* _Prompt_
Where does the string "instance" appear in the listing below? Copy every line where it does.

* _Records to use_

Segment Open

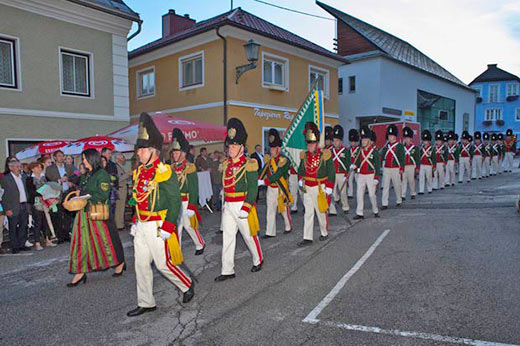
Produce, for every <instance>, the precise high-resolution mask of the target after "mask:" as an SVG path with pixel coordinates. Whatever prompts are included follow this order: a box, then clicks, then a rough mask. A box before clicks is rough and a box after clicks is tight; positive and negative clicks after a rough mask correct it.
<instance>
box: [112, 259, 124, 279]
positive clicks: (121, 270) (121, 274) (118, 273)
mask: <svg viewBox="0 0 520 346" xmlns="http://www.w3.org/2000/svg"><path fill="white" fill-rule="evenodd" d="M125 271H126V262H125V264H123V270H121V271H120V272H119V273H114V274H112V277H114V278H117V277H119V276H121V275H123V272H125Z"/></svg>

Segment Closed

* _Output of the exercise_
Produce, for every <instance>, the precise high-resolution mask of the target after "mask:" as an SVG path with pixel coordinates. Whatever prompts are included follow this order: a box, then clicks, then a rough mask. A box before clicks is rough and a box after clicks is tight; positive and negative clicks after a rough mask correct it.
<instance>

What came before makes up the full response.